Record extracts —
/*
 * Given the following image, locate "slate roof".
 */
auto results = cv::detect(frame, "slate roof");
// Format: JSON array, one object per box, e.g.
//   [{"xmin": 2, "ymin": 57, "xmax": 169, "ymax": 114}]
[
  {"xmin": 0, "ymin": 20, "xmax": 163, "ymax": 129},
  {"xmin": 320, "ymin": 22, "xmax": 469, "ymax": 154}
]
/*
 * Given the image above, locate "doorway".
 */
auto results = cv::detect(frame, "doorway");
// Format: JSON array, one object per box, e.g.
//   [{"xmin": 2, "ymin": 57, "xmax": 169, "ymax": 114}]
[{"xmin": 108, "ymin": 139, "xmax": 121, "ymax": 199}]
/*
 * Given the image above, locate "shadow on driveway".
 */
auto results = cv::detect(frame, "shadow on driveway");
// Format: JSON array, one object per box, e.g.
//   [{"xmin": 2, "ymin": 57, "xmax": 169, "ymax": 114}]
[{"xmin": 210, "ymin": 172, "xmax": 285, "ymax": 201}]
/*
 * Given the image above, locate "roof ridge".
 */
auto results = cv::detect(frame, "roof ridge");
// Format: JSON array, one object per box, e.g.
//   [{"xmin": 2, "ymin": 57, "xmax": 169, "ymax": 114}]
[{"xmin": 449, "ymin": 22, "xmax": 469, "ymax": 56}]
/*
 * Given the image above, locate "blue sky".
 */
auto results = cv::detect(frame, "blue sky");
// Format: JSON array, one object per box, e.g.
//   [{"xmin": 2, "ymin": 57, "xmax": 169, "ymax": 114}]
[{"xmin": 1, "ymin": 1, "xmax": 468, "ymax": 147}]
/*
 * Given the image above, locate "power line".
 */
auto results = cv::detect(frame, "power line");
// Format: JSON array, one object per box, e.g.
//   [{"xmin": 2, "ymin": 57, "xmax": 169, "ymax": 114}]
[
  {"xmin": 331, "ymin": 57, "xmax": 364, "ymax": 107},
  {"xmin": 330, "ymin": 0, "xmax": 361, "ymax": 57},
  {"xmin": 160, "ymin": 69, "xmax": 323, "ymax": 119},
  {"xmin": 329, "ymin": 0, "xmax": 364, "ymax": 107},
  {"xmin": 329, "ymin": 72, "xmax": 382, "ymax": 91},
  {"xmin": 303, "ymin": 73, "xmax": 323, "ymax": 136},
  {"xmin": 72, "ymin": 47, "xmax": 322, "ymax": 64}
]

Task details —
Among the lines above, which hold the word "results"? Report each one.

Response to this task —
auto results = cv::detect(frame, "slate roof");
auto results = cv::detect(frame, "doorway");
auto results = cv::detect(frame, "shadow on driveway");
auto results = cv::detect(frame, "roof ridge");
auto results = cv::detect(frame, "blue sky");
auto results = cv::detect(frame, "power line");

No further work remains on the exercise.